**Extract**.
----

NIYC and the United Nations

UN Flag

At the international level, the NIYC serves as an advisory organization to the United Nations. In 1984 the NIYC was granted non-governmental organization (NGO) status with the U.N.'s Economic and Social Council (ECOSOC). The NIYC's goal is to be a voice for indigenous people in the United States and across the world. While participating in the U.N. forums, the NIYC presents written information regarding indigenous issues and sends representatives to meetings at the U.N. headquarters in New York City.

There are two U.N. forums in which the NIYC is actively engaged. The first is the United Nations Permanent Forum on Indigenous Issues (UNPFII), created in 2000. The UNPFII, which meets annually, is a high-level advisory body of the U.N.'s Economic and Social Council. They discuss economic and social development, culture, environment, education, and health and human rights for all indigenous peoples.

----

**A data block**.
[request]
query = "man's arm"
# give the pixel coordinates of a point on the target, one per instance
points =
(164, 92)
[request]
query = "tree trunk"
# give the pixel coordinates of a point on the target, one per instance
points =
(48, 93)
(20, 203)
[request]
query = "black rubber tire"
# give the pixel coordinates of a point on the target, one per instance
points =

----

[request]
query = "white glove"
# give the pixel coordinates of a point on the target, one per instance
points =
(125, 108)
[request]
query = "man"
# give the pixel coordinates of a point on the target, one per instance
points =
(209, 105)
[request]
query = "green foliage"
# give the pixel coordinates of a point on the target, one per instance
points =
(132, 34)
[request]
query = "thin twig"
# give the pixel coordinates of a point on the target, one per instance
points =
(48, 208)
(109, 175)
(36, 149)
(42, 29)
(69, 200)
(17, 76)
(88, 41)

----

**Challenge 1**.
Show every line in the listing that contains the string "query".
**Challenge 2**.
Continue the passage about the NIYC and the United Nations, picking up after its final sentence.

**Exercise output 1**.
query = "man's arm"
query = "tree trunk"
query = "black rubber tire"
query = "white glove"
query = "man"
query = "green foliage"
query = "thin twig"

**Exercise output 2**.
The NIYC is also involved with the U.N.'s Expert Mechanism on the Rights of Indigenous Peoples (EMRIP), established by the U.N. Human Rights Council. The EMRIP provides studies, research and proposals on rights of indigenous peoples.

In 2007, the UN (with the help of the NIYC) adopted the United Nations Declaration of the Rights of Indigenous Peoples (UNDRIP), which is the most widespread global tool on the rights of indigenous people and creates a complete structure of the standards for the well-being of indigenous peoples throughout the world. The NIYC has been able to use the UNDRIP to further its advocacy of human rights surrounding Native American causes throughout the United States.